Detalhes do problema: Prolongue o texto das alegações de recurso sobre a liquidação da sociedade ré, começando logo após a última frase apresentada.

Texto da página:
+ + + +
6ª) Se, efetivamente a ré liquidou a sociedade, o que não poderiam legalmente fazer, pois existem ações a correr contra esta e, eventualmente, os seus sócios prestaram falsas declarações na liquidação da sociedade, pois apenas e se a sociedade não tiver dividas se pode proceder à partilha dos haveres sociais, conforme estipula o n.º 1 do artigo 147º do Código das Sociedades Comerciais.
7ª) Estipula o n.º 5 do artigo 607º do CPC que “o juiz aprecia livremente as provas segundo a sua prudente convicção acerca de cada facto; a livre apreciação não abrange os factos para cuja prova a lei exija formalidade especial, nem aqueles que só possam ser provados por documentos ou que estejam plenamente provados, quer por documentos, quer por acordo ou confissão das partes.”
8ª) Deveria o tribunal a quo, em primeiro lugar ter notificado o sócio, como represente da sociedade, expediente já usado antes pelo tribunal, para que este juntasse aos autos a documentação suporte da liquidação da sociedade – ata de liquidação ou outro; E, em segundo lugar ter notificado a autora para requer e alegar para os efeitos do artigo 163º do Código das sociedades comercias, nos termos e para os efeitos da aplicação do artigo 590º do CPC em que o juiz deve convidar as partes a suprir irregularidades, pelo que deveria, salvo melhor opinião ter convidado a parte a essa alegação e prova.
9ª) Ou, em última instância deveria ter aguardado o impulso processual da autora nos termos e para os efeitos do n.º 1 do artigo 281º do CPC. Mas na realidade, o que temos nos autos é que o tribunal decide pela inutilidade superveniente da lide tendo em conta que a autora não alegou, nem provou os factos constitutivos do artigo 163º do Código das Sociedades Comercias, sendo que a autora não tinha de fazer essa alegação e prova.
10º) Se fosse possível que com o cancelamento da matrícula de uma sociedade se decretasse a inutilidade superveniente da lide por extinção da sociedade, então todas as rés sociedades teriam aqui oportunidade de nunca serem condenadas em tribunal e o principio da segurança jurídica estaria irremediavelmente colocado em causa, não fazendo sentido que as sociedades tivessem, por si, personalidade jurídica.
11ª) Ora, no caso dos autos o tribunal de 1ª instância proferiu um despacho sobre matéria cujo conteúdo não foi trazido aos autos, nem pela autora, nem pela ré.
É certo que a autora foi notificada em 07 de maio de 2015 da cópia da certidão comercial da ré, onde consta a menção de “matrícula cancelada”, mas também é certo que o próprio tribunal já tinha, anteriormente, decidido pela notificação da ré através do seu represente legal, uma vez que a notificação enviada para a sede foi devolvida.
+ + + +
Linhas de dados:
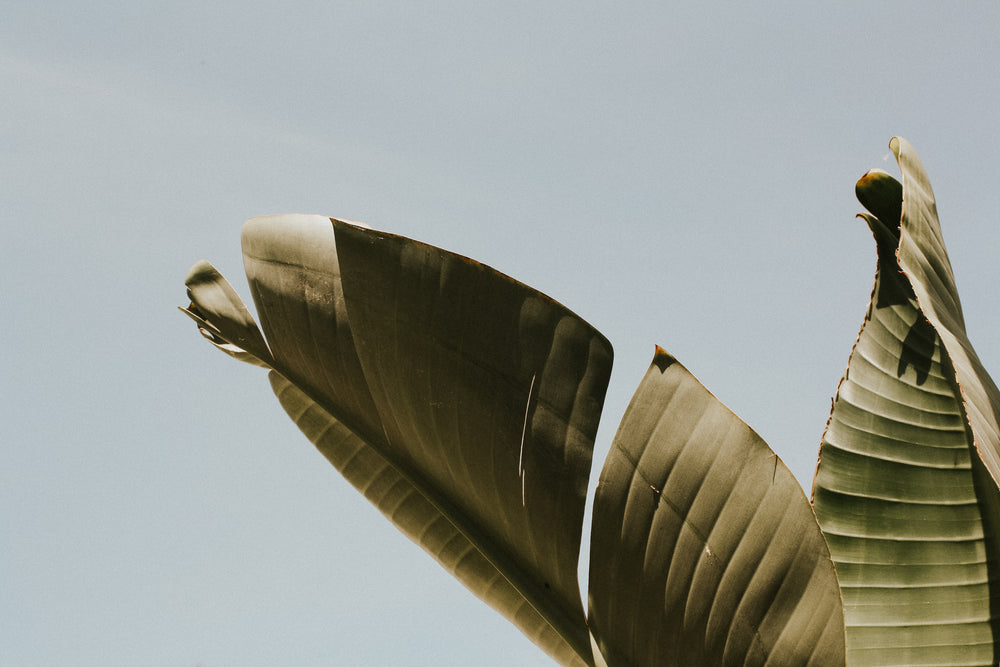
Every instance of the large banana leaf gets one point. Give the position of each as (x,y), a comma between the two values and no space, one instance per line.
(462,403)
(905,489)
(705,550)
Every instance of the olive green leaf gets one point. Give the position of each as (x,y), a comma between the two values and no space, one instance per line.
(460,402)
(705,550)
(905,489)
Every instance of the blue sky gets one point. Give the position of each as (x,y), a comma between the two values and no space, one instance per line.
(679,175)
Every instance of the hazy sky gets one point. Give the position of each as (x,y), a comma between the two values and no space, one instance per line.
(679,175)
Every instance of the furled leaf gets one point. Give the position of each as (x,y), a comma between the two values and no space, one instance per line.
(903,489)
(705,550)
(462,403)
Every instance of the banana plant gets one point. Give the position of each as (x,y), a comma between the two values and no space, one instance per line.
(464,405)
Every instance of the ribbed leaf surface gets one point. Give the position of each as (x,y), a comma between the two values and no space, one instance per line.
(901,493)
(462,403)
(705,550)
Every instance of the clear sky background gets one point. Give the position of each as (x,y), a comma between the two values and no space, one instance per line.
(677,174)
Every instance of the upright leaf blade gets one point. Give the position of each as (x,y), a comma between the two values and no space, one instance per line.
(904,499)
(705,550)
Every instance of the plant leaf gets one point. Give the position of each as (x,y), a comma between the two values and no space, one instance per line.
(908,507)
(462,403)
(705,550)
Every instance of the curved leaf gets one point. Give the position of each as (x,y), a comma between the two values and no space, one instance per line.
(905,501)
(462,403)
(705,550)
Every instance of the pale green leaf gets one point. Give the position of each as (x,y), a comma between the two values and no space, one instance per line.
(901,492)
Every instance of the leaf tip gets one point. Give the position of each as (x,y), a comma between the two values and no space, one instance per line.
(663,359)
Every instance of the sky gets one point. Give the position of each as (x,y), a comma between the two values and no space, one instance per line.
(676,174)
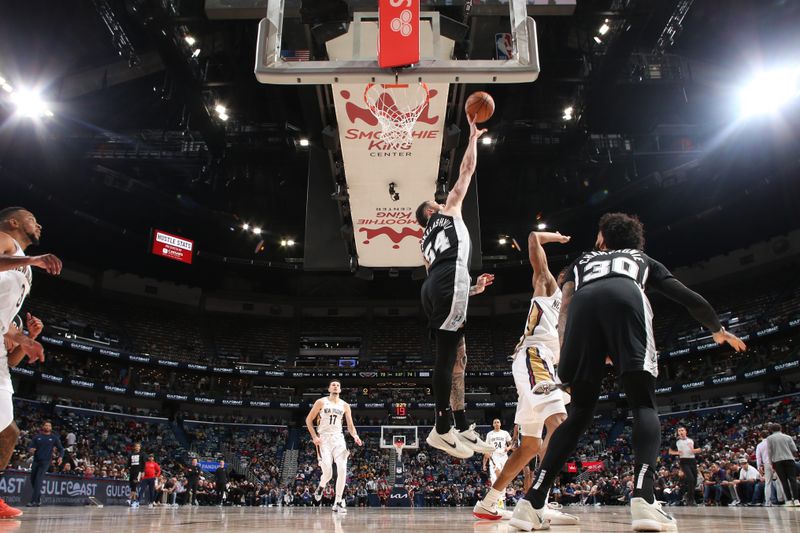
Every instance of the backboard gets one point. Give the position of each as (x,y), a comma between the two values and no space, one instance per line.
(359,64)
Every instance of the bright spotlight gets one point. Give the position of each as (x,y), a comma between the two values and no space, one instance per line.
(30,104)
(769,92)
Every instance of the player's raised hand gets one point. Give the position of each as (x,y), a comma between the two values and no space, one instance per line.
(474,132)
(47,262)
(552,236)
(35,326)
(724,336)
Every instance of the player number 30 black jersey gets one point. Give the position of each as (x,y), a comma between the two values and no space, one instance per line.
(630,264)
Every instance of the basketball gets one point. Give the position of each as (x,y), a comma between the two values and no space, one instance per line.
(481,105)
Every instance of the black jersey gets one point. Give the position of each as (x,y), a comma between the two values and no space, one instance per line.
(627,264)
(446,241)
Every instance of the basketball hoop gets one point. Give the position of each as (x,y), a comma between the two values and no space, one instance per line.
(398,446)
(397,108)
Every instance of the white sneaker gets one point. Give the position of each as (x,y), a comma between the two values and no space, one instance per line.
(526,518)
(557,518)
(473,441)
(650,517)
(481,511)
(449,443)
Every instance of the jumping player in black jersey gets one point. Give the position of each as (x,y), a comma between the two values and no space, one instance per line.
(446,248)
(605,312)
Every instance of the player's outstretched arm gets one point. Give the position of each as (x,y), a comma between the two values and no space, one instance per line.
(700,310)
(312,416)
(351,427)
(567,291)
(468,165)
(543,281)
(8,261)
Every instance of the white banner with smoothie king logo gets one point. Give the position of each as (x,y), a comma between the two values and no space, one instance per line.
(385,227)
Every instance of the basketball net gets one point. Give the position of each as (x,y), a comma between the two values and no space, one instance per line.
(398,447)
(397,108)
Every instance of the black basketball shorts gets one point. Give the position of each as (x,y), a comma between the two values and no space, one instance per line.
(445,295)
(608,318)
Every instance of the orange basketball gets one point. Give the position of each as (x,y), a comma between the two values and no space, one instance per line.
(481,105)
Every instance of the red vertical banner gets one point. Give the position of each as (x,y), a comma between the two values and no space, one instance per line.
(398,33)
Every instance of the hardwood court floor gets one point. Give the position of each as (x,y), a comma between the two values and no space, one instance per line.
(258,520)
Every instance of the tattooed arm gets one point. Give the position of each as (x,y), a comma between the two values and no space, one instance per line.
(457,392)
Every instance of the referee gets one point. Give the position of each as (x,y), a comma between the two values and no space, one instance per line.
(686,450)
(42,449)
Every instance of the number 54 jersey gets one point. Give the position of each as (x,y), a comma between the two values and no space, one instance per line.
(610,315)
(447,248)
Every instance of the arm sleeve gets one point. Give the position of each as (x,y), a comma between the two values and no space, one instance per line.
(697,306)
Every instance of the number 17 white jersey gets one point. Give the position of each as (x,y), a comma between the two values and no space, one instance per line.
(330,417)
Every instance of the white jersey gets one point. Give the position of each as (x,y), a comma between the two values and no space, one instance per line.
(499,440)
(541,327)
(15,285)
(330,417)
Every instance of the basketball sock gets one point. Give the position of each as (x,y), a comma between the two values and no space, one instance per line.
(341,479)
(639,390)
(492,496)
(443,423)
(643,479)
(446,352)
(460,418)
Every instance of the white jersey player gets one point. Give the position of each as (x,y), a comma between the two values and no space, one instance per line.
(500,440)
(535,358)
(18,230)
(329,439)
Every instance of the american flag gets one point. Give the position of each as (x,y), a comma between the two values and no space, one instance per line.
(296,55)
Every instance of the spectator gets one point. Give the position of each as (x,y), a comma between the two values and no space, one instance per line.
(148,486)
(42,450)
(782,450)
(746,484)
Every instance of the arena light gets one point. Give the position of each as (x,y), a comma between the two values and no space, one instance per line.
(769,92)
(30,104)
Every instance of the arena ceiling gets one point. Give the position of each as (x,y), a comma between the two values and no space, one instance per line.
(135,141)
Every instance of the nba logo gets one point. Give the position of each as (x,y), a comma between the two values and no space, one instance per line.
(504,45)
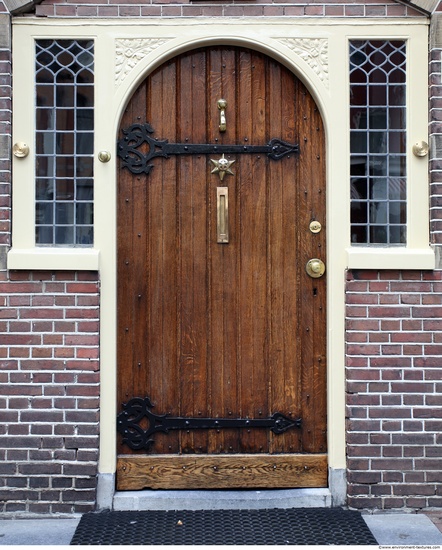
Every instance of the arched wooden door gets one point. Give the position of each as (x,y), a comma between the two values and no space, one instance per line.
(220,327)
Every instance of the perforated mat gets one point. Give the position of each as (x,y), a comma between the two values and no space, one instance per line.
(309,526)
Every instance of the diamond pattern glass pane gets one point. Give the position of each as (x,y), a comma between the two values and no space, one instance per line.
(378,142)
(64,142)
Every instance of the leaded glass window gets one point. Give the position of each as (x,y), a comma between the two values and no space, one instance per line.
(64,142)
(378,142)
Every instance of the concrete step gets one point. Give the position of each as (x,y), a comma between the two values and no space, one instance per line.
(217,500)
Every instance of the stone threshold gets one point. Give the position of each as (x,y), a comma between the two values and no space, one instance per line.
(221,499)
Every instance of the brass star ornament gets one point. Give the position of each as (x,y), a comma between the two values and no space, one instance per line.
(222,167)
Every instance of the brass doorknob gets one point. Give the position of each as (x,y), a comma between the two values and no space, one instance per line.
(315,268)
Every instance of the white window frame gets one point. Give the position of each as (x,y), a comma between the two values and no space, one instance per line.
(417,254)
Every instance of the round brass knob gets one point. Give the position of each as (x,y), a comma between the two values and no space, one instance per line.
(104,156)
(420,149)
(20,150)
(315,268)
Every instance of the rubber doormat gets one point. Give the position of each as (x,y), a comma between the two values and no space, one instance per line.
(310,526)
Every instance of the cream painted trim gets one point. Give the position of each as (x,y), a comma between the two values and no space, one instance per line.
(170,37)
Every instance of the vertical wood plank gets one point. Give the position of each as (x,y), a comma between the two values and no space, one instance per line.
(236,330)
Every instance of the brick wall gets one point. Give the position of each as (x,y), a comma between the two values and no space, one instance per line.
(189,8)
(49,392)
(394,389)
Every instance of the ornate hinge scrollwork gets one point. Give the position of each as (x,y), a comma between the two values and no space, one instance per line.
(131,148)
(137,410)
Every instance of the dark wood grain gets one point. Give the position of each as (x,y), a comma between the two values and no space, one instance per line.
(224,330)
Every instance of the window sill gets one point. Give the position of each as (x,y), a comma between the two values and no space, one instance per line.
(390,258)
(64,259)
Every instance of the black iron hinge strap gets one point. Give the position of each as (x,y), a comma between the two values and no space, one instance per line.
(130,147)
(138,409)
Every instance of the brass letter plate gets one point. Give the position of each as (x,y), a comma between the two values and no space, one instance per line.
(222,215)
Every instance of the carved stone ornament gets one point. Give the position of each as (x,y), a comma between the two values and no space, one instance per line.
(314,51)
(130,51)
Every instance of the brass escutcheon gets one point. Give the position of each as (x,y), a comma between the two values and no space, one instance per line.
(420,149)
(20,150)
(315,268)
(315,226)
(104,156)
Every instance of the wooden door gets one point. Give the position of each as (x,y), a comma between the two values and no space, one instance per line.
(223,330)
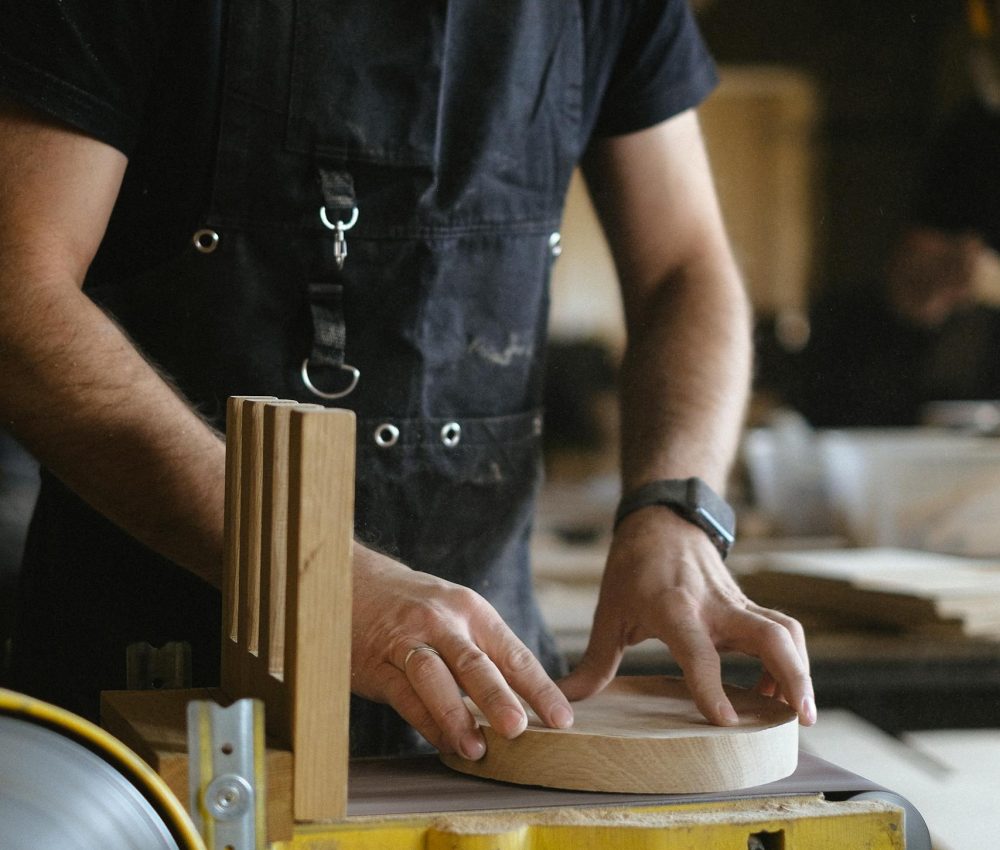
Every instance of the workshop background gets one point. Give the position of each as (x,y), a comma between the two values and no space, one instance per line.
(883,541)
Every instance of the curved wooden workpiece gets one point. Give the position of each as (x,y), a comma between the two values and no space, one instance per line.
(643,734)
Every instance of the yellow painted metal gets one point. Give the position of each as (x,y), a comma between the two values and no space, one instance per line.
(113,751)
(794,823)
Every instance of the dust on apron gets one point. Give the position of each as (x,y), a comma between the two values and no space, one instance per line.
(451,129)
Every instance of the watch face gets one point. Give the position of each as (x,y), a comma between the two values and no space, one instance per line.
(692,499)
(712,513)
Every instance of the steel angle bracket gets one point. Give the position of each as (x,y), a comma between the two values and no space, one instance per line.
(226,773)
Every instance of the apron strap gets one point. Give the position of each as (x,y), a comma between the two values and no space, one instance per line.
(339,213)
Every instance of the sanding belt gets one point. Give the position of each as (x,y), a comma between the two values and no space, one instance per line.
(422,785)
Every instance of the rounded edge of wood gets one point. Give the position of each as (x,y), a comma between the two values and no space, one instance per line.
(720,759)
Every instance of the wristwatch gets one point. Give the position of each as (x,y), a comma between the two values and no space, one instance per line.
(690,498)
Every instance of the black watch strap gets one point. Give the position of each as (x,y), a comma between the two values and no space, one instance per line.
(690,498)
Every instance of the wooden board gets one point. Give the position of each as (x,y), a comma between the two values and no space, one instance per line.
(909,590)
(643,734)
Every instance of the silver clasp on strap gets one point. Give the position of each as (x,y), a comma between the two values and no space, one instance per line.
(316,391)
(340,227)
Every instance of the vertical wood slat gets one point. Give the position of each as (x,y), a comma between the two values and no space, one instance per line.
(305,453)
(274,535)
(318,607)
(232,669)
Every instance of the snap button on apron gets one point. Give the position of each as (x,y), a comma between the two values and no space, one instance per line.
(386,435)
(205,240)
(451,433)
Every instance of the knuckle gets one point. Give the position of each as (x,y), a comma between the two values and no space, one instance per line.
(468,661)
(519,660)
(454,717)
(467,601)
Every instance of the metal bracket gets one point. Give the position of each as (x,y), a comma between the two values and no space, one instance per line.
(226,774)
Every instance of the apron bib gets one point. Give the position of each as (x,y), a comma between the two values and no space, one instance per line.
(451,130)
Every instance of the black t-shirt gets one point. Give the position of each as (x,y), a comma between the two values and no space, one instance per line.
(113,73)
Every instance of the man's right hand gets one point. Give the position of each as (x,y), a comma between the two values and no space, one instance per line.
(400,613)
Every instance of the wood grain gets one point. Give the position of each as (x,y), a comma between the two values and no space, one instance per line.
(318,606)
(643,734)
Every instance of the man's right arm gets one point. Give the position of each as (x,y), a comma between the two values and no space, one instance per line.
(73,388)
(80,396)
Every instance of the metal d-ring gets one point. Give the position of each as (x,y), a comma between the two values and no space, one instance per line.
(339,225)
(316,391)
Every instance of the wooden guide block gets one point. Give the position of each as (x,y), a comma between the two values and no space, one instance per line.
(644,734)
(286,638)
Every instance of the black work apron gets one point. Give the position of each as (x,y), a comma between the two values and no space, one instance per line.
(453,130)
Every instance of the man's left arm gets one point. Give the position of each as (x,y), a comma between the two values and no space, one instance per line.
(684,384)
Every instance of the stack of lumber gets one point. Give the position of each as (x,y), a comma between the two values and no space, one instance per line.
(897,589)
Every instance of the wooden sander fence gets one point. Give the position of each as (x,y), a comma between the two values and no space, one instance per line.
(286,610)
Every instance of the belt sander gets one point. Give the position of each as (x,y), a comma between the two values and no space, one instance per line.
(262,761)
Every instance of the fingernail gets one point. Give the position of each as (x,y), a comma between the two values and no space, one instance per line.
(473,746)
(562,717)
(728,714)
(513,721)
(808,711)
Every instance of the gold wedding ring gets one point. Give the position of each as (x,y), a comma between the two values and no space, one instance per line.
(421,648)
+ + + +
Resultado da tarefa:
12ª) Se o tribunal entende que a sociedade não mantem personalidade jurídica com o cancelamento da matricula, deveria desde logo ter tomado a decisão de despachar pela inutilidade superveniente da lide e não notificar as partes para juntarem a prova nos autos, tal como que mantendo uma aparência de continuidade do processo que afinal não existia, pois pretendia declarar a inutilidade superveniente de lide e não marcar a data de julgamento prévia, isto ao fim de quatro (4) anos de os autos terem estado a aguardar despacho do tribunal.
13ª) Por outro lado, prevê o artigo 609º/1 do Código de Processo Civil, que a sentença não pode condenar em objecto diverso do que se pedir, sendo certo que, no caso dos autos, o tribunal de 1ª instância proferiu um despacho sobre matéria cujo conteúdo não foi trazido aos autos nem pela autora nem pela ré.
14ª) Estabelece o já citado artigo 615º/1 alínea e) do Código de Processo Civil que é nula a sentença quando o juiz condene em quantidade superior ou em objecto diverso do pedido.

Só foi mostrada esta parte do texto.